QUOTED TEXT –
Additional evidence comes from a study on Mandarin Chinese honorifics by Jiang et al. (2013). They found that when participants followed an exchange between two interlocutors, they were sensitive both to a disrespectful use of the Chinese honorific (e.g., a student addressing a professor with the informal pronoun ni/ni-de), as well as an over-respectful honorific use (e.g., a professor addressing a student with the formal pronoun nin/nin-de). Interestingly, the disrespectful use constitutes a pragmatic violation in Chinese and can only be interpreted as an insult or a mistake when it occurs. The over-respectful use, on the other hand, is considered atypical, but not always inappropriate. These two types of mismatches were found to elicit different ERP effects in the listeners. Only the disrespectful honorifics elicited an early effect (the N400). On the other hand, both types of mismatches elicited late effects—either a late positivity effect when the pronoun was over-respectful or a late negativity effect when the pronoun was disrespectful. The authors relate the late positivity effect to that of non-literal language processing (re-interpreting the over-respectful pronoun as constituting a joke or irony), and the late negativity effect to the mental revision or replacement of the disrespectful pronoun with the respectful one, after coming to the conclusion that its use was most likely a mistake.

It should be noted that while there are undoubtedly differences between honorifics and gender marking, multiple parallels have been drawn between them. Conrod (2019) used syntactic, sociolinguistic, and pragmatic data to analyse English third person singular pronouns. They argued that gender marking that reflects social, rather than grammatical, gender behaves similarly to honorifics in several ways. Both are encoded in functional, rather than lexical, categories and are subject to syntactic processes such as Agree. At the same time, when used referentially, both can only be evaluated based on appropriateness, by taking into account the sociopragmatic context, rather than based on truth conditions. Both can also be dynamically constructed, such that different gender or honorific marking can be used to refer to the same person depending on the context. While these characteristics have more commonly been acknowledged in the study of honorifics rather than gender, Conrod showed that analysing variation in English third-person pronouns with these characteristics in mind explains much of the sociopragmatic variation in natural language use. Therefore, the findings from the study on honorifics are perhaps more relevant to the current study than would have previously been assumed.

Together, the ERP studies show that people are sensitive to not only pragmatic violations in the first and second person, but also to language that is merely unexpected or atypical, such as stereotype-incongruent semantic content or over-respectful honorific use. Women being addressed using masculine marking in Polish may also fall under the latter category, since the default way to address women, and the only acceptable way in many situations, is by using feminine marking. However, while the previous findings back up our predictions to some extent, there are several factors that prevent us from assuming that the same result pattern will be found in the present study. None of the previous studies were concerned with gender marking in the second person, and in none of them was the participant the target of the pragmatic violation.

TASK LIST –
**1.** Reproduce verbatim the passage of the text on honorifics and gender marking starting at "Together, the ERP" and ending at "the pragmatic violation.".
**2.** Write the next portion of the text on honorifics and gender marking, picking up after its final sentence.

[Location identification data]
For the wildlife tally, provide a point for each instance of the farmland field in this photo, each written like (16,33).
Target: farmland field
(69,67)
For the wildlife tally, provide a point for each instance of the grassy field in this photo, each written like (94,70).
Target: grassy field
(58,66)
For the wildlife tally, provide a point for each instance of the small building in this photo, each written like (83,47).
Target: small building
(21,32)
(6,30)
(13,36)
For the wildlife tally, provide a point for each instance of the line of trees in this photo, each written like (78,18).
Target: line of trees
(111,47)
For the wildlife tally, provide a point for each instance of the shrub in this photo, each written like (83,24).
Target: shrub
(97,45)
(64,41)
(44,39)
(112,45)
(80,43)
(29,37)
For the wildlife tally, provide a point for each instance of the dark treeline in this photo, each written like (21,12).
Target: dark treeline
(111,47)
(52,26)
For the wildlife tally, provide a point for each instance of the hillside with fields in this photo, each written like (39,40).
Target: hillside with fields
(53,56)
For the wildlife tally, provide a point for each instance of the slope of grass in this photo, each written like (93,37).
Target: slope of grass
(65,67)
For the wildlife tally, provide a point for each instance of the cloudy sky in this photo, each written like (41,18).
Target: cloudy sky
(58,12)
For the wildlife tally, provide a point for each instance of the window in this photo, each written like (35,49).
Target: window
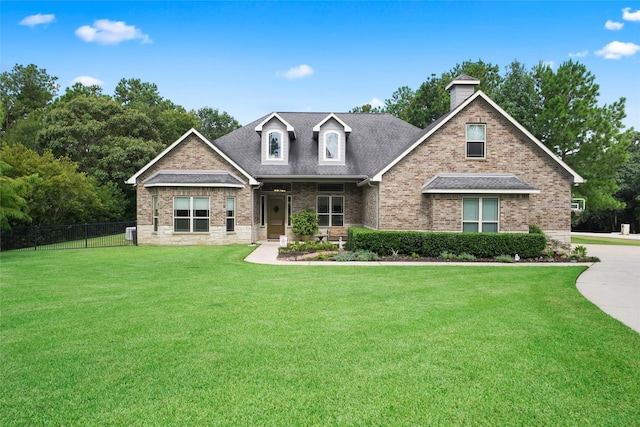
(480,214)
(330,211)
(231,214)
(190,214)
(331,146)
(331,188)
(275,145)
(154,201)
(476,141)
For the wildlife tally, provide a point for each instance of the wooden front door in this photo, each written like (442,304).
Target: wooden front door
(276,211)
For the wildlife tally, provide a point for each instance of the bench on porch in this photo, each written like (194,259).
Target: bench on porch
(333,233)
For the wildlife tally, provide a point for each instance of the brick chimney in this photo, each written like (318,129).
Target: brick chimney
(461,88)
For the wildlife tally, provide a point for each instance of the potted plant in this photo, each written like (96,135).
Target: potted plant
(305,224)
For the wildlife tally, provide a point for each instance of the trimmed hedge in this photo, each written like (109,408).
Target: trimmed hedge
(432,244)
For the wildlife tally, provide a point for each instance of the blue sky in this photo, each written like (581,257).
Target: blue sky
(252,58)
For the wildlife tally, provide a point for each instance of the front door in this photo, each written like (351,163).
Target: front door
(275,216)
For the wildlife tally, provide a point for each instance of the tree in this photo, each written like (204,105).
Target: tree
(109,142)
(517,94)
(54,190)
(13,206)
(214,124)
(23,91)
(431,100)
(367,108)
(170,120)
(136,93)
(399,103)
(588,137)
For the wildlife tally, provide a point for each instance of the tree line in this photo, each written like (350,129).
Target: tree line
(65,158)
(560,108)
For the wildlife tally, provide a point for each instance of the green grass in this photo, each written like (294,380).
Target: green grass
(142,336)
(595,240)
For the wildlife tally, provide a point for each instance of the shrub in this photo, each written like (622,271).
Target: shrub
(534,229)
(433,244)
(447,255)
(580,251)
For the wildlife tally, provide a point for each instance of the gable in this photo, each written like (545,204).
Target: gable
(192,151)
(499,115)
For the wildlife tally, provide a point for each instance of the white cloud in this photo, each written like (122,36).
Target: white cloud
(298,72)
(39,19)
(376,103)
(613,26)
(627,15)
(616,50)
(579,54)
(105,31)
(87,81)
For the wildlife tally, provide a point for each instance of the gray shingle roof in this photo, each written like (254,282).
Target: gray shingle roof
(477,182)
(374,141)
(196,178)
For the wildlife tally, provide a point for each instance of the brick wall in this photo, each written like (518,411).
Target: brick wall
(403,206)
(193,154)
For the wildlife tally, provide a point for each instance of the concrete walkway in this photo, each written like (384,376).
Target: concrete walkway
(612,284)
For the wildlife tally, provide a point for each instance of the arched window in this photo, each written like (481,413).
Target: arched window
(331,146)
(275,145)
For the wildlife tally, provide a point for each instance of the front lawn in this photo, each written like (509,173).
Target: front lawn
(195,336)
(598,240)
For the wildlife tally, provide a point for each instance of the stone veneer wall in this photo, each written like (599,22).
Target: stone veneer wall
(193,154)
(403,206)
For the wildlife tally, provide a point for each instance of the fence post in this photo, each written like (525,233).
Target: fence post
(135,233)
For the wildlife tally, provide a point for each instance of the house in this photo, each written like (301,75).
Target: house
(475,169)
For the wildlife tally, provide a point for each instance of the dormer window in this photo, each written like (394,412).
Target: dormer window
(332,135)
(476,140)
(332,146)
(276,136)
(275,145)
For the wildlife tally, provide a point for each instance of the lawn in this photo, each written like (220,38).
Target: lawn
(597,240)
(195,336)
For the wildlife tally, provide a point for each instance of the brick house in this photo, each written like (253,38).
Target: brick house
(475,169)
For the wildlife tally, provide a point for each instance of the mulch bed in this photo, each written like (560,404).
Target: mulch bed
(313,256)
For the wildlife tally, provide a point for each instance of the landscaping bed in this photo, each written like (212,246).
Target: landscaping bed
(316,251)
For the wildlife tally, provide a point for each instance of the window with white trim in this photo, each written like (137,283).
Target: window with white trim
(190,214)
(476,140)
(274,145)
(332,146)
(154,200)
(231,214)
(330,211)
(480,214)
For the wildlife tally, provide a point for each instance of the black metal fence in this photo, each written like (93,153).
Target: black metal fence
(70,236)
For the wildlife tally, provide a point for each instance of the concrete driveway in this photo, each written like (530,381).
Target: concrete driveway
(614,283)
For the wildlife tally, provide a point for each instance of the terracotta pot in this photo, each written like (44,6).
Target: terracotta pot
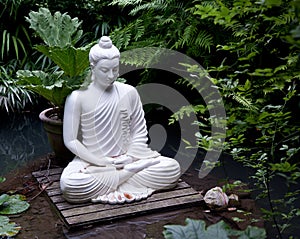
(54,129)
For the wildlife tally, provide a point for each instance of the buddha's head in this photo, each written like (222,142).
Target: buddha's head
(104,60)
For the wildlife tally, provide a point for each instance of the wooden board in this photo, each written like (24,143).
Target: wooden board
(75,215)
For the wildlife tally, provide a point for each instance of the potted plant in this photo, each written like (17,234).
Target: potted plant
(60,33)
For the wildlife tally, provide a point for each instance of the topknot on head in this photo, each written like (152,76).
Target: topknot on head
(105,42)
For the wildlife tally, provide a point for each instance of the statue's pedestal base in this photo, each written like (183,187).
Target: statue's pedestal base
(76,215)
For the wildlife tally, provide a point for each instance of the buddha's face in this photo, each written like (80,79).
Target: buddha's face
(106,72)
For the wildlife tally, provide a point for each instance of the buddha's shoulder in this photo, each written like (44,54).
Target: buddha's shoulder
(125,88)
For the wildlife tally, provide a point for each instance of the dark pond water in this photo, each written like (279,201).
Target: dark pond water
(22,139)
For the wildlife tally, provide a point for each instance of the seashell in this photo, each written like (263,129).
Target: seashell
(119,197)
(215,197)
(233,200)
(128,197)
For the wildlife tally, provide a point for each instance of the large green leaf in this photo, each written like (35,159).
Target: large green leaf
(3,198)
(73,61)
(14,205)
(56,30)
(7,228)
(195,229)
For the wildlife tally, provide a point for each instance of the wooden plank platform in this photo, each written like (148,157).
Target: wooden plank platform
(76,215)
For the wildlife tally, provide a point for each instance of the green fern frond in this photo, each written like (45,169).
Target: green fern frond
(122,36)
(124,3)
(247,103)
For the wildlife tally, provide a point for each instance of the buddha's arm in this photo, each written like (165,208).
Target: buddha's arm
(70,132)
(138,129)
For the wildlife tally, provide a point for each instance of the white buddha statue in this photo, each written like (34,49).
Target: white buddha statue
(104,127)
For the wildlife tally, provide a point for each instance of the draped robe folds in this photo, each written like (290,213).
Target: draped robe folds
(116,127)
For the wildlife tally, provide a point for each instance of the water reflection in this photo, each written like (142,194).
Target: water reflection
(22,139)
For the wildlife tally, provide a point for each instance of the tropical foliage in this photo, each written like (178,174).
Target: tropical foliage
(60,33)
(10,204)
(250,49)
(220,230)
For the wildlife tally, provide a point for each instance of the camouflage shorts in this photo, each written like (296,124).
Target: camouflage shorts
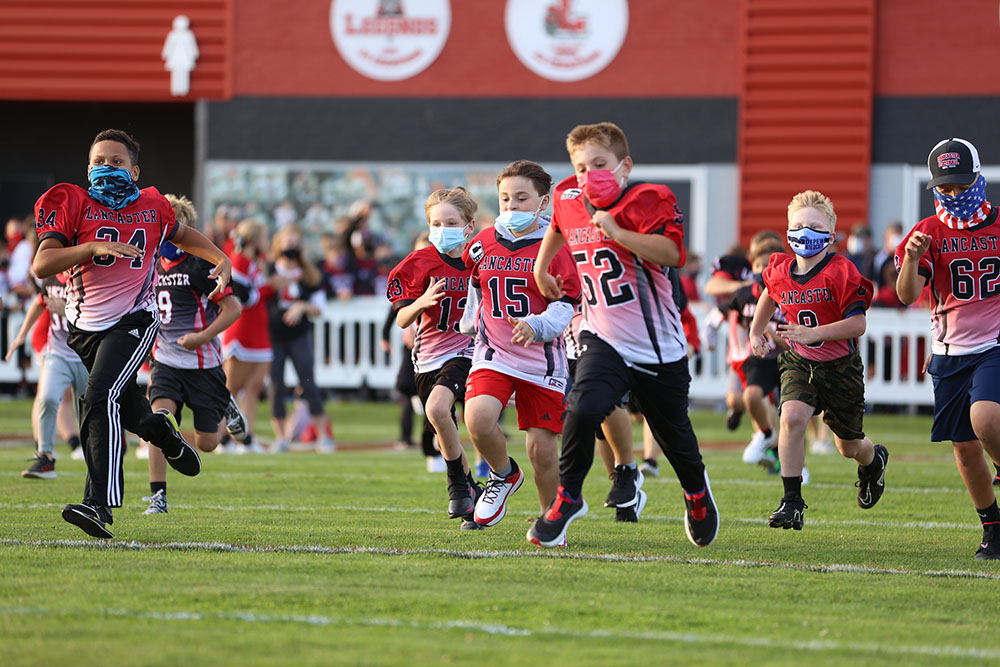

RESULTS –
**1.**
Together, the ERP studies show that people are sensitive to not only pragmatic violations in the first and second person, but also to language that is merely unexpected or atypical, such as stereotype-incongruent semantic content or over-respectful honorific use. Women being addressed using masculine marking in Polish may also fall under the latter category, since the default way to address women, and the only acceptable way in many situations, is by using feminine marking. However, while the previous findings back up our predictions to some extent, there are several factors that prevent us from assuming that the same result pattern will be found in the present study. None of the previous studies were concerned with gender marking in the second person, and in none of them was the participant the target of the pragmatic violation.

**2.**
Perhaps the largest difference between the previous studies and the current one is in the methodology. ERP findings have often been replicated with reading-time methods and vice versa (Mitchell, 2004), for example in studies on the processing of non-literal language (e.g., Brisard et al., 2001; Filik & Moxey, 2010; Coulson & van Petten, 2007; Regel et al., 2010) or in studies on the role of discourse context in the processing of syntactic ambiguities (e.g., Altmann & Steedman, 1988; Altmann et al., 1992; van Berkum et al., 1999). However, it is not always the case that a process that requires more neural processing resources (as indicated by ERPs) also requires more time (Coulson, 2007). This does not necessarily mean that ERPs are a more sensitive method—as van Berkum (2004) argues, there are methodological challenges specific to the ERP method which can cause an existing effect to not be detected. It does, however, reflect the fact that due to the specificities and intricacies of different online language processing methods, we cannot assume that an effect found using one method will also appear when using another method. This is also a reason why we believe that our choice of a self-paced reading method offers a valuable contribution to the body of research comprising the studies mentioned above, as applying different methods to related research questions can help to clarify the nature and ubiquity of certain effects. Furthermore, compared to ERPs, self-paced reading is a simpler and cheaper method. If we find that effects similar to the one hypothesised in this study are sensitive to the self-paced reading method, it may allow more researchers, who may not have the resources to conduct ERP studies, to contribute to this field. Of course, we are also aware of the advantages that ERPs offer, especially with regards to providing insights into the nature and timing of an effect (van Berkum, 2004). However, for research questions that are primarily concerned with whether an effect is present (such as in the current study), self-paced reading could be an attractive option.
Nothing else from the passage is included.